>> Start Records to process
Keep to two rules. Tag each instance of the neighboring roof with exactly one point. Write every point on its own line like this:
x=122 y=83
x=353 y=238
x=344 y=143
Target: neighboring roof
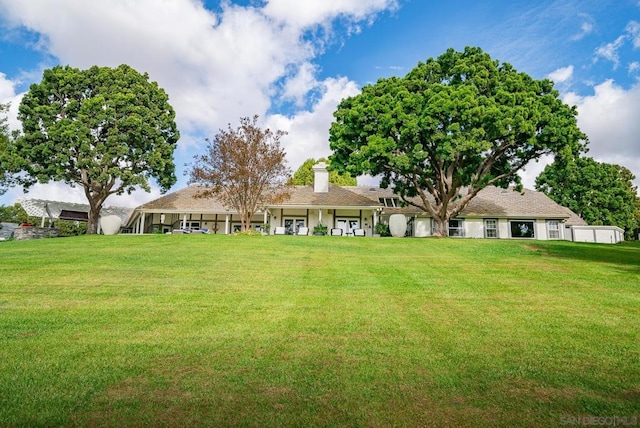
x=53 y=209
>> End Records to process
>> Start Records to process
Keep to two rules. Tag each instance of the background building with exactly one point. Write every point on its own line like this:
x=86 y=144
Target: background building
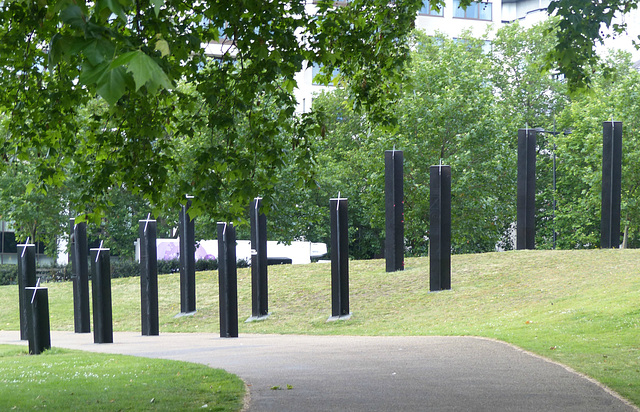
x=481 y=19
>> End Records to process
_What this task involves:_ Return every row of the listing above that contains the string "line", copying each row in full.

_Exercise answer:_
Keep to two rules. Tag each instance of the neighboring roof with exactly one point. Write every point on its own line like this:
Keep to two rules. Tag each instance of the background building with exactly one point. Write every point on its own line like this:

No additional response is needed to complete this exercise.